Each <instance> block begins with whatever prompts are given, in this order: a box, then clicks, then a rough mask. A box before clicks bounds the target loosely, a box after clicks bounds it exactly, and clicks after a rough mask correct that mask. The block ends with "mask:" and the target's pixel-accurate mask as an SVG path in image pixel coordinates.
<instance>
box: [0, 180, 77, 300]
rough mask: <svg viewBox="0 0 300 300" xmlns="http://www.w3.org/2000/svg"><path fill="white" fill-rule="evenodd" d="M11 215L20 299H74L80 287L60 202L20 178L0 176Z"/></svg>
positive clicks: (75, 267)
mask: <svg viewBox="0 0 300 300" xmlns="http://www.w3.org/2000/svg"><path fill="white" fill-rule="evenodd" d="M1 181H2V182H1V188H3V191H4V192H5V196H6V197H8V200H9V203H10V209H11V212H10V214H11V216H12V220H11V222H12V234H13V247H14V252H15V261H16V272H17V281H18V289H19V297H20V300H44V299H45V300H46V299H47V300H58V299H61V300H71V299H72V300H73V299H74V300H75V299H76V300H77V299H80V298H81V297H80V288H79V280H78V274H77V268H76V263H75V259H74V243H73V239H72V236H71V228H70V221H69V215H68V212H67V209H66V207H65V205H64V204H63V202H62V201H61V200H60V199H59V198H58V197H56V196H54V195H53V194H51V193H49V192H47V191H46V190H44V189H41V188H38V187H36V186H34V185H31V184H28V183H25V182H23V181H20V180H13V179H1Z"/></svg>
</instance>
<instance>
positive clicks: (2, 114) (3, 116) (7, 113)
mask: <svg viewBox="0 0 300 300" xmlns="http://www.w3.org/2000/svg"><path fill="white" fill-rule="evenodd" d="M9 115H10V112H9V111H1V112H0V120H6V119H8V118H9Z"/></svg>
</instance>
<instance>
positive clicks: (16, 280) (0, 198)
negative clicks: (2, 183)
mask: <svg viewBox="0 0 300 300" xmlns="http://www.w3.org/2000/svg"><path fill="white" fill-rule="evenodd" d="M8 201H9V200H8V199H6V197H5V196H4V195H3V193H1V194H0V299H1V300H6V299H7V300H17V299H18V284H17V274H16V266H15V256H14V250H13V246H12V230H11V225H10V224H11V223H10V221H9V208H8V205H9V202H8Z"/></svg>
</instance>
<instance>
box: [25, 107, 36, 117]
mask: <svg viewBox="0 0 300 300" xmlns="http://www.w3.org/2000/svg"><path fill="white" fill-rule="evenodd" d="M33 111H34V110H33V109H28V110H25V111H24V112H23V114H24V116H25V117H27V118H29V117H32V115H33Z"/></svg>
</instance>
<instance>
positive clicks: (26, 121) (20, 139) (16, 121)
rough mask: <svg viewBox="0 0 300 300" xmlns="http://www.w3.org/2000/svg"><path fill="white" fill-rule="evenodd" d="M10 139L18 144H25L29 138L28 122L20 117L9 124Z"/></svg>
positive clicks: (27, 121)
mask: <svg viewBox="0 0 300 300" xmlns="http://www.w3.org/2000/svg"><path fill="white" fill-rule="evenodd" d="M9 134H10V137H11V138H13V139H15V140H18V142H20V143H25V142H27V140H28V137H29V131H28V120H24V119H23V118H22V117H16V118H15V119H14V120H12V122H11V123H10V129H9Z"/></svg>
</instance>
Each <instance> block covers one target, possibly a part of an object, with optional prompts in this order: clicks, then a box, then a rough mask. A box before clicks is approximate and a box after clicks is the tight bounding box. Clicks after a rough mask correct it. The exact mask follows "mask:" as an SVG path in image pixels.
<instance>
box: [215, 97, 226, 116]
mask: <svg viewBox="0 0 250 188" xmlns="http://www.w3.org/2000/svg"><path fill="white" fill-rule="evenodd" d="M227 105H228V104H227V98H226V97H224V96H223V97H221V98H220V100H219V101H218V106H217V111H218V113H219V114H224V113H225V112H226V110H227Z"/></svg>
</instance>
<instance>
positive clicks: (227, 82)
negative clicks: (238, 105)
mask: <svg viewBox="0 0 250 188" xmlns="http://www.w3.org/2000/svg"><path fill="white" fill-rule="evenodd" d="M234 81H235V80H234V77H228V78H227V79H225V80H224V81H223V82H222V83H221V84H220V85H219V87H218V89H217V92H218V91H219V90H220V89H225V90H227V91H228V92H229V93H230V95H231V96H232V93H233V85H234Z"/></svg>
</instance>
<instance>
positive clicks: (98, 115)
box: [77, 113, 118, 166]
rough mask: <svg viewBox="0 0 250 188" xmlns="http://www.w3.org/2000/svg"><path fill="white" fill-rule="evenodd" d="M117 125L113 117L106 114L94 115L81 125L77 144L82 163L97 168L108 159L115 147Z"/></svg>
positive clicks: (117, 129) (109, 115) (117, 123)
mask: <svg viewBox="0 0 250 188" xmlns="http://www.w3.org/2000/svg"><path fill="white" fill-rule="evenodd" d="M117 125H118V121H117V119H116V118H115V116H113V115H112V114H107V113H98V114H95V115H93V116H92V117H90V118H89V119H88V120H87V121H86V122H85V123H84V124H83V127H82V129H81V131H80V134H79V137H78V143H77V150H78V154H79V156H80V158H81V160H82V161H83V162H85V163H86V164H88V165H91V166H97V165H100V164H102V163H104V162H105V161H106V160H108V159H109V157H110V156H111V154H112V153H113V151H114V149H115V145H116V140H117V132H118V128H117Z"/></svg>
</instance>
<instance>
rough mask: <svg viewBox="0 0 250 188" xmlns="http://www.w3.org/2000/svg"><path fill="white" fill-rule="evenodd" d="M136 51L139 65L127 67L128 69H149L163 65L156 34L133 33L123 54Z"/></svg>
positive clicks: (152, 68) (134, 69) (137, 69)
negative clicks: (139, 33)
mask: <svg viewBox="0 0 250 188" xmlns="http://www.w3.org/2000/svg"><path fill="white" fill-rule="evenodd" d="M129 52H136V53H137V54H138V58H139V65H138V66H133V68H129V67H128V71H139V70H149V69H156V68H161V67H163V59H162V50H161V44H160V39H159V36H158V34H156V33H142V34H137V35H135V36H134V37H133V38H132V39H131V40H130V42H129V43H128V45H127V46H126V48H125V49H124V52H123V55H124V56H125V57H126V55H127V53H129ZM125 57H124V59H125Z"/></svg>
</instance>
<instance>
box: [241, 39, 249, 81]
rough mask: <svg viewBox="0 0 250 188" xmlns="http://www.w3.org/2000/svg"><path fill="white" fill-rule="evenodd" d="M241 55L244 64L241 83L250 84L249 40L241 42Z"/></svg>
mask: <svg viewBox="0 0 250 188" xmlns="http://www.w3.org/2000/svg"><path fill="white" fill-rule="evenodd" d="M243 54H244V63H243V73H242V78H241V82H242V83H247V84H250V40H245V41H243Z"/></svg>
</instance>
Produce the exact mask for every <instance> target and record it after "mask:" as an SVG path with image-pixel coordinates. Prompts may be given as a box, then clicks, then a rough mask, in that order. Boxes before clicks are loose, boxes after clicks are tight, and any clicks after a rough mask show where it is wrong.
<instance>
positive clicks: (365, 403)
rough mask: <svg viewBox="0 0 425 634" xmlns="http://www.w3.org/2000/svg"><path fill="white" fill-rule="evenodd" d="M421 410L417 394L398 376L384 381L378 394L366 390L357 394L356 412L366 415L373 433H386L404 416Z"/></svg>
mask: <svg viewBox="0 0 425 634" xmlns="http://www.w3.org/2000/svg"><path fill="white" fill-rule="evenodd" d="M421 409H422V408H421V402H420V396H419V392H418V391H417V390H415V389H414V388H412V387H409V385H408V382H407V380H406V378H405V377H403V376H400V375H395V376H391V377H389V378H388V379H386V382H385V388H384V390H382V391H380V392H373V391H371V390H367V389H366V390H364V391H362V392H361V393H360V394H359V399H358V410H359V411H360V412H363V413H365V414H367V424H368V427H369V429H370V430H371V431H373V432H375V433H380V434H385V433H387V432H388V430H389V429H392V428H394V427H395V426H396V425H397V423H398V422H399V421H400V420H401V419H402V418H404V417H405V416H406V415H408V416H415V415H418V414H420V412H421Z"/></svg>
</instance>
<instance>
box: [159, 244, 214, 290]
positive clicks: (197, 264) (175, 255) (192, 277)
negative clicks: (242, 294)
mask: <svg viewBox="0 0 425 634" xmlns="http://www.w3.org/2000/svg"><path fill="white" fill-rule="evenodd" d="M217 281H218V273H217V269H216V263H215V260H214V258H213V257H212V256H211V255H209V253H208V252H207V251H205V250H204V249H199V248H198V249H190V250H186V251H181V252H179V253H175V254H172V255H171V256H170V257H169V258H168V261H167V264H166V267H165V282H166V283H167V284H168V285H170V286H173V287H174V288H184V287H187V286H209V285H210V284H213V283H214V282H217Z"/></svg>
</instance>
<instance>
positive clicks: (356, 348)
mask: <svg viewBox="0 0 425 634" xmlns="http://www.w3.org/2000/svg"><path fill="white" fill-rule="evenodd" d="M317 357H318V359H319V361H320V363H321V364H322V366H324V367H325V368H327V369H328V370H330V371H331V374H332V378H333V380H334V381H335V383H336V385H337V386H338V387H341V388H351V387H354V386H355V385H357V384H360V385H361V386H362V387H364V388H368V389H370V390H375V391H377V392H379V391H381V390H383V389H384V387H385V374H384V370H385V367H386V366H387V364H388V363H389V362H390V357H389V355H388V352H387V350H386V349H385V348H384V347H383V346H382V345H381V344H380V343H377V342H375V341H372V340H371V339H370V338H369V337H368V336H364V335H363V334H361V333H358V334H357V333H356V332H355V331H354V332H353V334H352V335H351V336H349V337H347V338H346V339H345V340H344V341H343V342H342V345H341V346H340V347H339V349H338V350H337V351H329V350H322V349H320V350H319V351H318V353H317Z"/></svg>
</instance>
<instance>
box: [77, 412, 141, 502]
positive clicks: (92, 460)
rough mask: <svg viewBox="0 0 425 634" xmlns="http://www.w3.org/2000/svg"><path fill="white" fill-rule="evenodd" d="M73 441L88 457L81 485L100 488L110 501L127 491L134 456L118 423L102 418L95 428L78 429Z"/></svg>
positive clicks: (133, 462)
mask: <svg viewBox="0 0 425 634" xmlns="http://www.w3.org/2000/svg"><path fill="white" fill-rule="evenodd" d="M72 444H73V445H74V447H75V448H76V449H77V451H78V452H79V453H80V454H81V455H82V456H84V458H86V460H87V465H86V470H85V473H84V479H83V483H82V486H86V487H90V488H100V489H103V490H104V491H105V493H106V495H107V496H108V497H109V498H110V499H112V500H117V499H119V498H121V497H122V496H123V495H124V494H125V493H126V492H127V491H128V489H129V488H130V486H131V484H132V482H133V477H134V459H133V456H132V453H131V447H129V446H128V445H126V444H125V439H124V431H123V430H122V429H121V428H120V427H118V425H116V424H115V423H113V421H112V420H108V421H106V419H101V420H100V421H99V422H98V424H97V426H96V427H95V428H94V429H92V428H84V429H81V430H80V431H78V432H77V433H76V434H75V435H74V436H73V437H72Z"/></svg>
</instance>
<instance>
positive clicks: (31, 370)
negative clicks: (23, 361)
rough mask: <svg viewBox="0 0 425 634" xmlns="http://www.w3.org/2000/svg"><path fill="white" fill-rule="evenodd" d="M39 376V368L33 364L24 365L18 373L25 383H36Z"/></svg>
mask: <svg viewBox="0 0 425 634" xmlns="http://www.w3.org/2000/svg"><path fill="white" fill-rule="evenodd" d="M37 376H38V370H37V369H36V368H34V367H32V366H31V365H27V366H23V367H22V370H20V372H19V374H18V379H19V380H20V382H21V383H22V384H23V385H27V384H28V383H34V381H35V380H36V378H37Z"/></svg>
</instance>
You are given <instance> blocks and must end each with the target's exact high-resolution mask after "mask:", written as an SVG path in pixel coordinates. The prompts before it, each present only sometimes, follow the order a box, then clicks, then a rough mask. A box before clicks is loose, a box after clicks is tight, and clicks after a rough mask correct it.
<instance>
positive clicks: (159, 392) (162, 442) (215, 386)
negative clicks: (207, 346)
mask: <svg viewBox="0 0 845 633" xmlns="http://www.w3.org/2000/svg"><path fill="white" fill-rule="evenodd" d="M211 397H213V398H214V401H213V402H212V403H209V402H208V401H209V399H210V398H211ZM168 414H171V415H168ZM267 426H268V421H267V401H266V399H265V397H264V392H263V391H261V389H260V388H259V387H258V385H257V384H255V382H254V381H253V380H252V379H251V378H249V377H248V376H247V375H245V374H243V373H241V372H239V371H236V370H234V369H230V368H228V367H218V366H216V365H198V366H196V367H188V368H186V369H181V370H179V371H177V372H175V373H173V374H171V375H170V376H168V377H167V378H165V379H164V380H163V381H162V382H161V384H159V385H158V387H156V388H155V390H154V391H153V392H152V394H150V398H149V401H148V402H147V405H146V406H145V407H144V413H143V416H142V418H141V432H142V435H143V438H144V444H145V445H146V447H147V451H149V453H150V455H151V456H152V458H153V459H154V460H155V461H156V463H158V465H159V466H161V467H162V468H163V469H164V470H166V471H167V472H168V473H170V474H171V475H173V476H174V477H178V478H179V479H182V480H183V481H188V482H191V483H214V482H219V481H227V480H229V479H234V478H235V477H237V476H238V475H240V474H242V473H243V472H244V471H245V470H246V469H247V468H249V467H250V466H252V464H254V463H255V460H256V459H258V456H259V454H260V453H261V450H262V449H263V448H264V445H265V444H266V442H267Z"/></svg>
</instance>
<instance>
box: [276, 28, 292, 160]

▶ EXERCISE:
The answer is the run of lines above from the line containing "box: [77, 113, 118, 166]" through the line containing "box: [241, 39, 249, 81]", copied exactly and alone.

▶ RESPONSE TO THE EXERCISE:
box: [77, 113, 118, 166]
rough mask: <svg viewBox="0 0 250 188" xmlns="http://www.w3.org/2000/svg"><path fill="white" fill-rule="evenodd" d="M117 125L113 117L106 114L94 115L81 125L77 144L82 163L97 168L108 159L115 147Z"/></svg>
positive clicks: (117, 129) (109, 115) (117, 123)
mask: <svg viewBox="0 0 250 188" xmlns="http://www.w3.org/2000/svg"><path fill="white" fill-rule="evenodd" d="M117 125H118V121H117V119H116V118H115V116H113V115H112V114H107V113H98V114H95V115H93V116H92V117H90V118H89V119H88V120H87V121H86V122H85V123H84V124H83V127H82V129H81V131H80V134H79V137H78V143H77V150H78V154H79V156H80V158H81V160H82V161H83V162H85V163H86V164H88V165H91V166H97V165H100V164H102V163H104V162H105V161H106V160H108V159H109V157H110V156H111V154H112V153H113V151H114V149H115V145H116V140H117V132H118V128H117Z"/></svg>
</instance>
<instance>
rough mask: <svg viewBox="0 0 250 188" xmlns="http://www.w3.org/2000/svg"><path fill="white" fill-rule="evenodd" d="M136 51L139 65L127 67L128 69H149L163 65L156 34L133 33L123 54Z"/></svg>
positive clicks: (152, 68) (134, 69) (137, 69)
negative clicks: (139, 33)
mask: <svg viewBox="0 0 250 188" xmlns="http://www.w3.org/2000/svg"><path fill="white" fill-rule="evenodd" d="M129 52H136V53H137V54H138V58H139V65H138V66H133V68H129V67H128V71H139V70H149V69H156V68H161V67H163V59H162V50H161V44H160V39H159V36H158V34H156V33H142V34H137V35H135V36H134V37H133V38H132V39H131V40H130V42H129V43H128V45H127V46H126V48H125V49H124V52H123V55H124V56H125V57H126V55H127V53H129ZM125 57H124V59H125Z"/></svg>
</instance>
<instance>
box: [241, 39, 249, 81]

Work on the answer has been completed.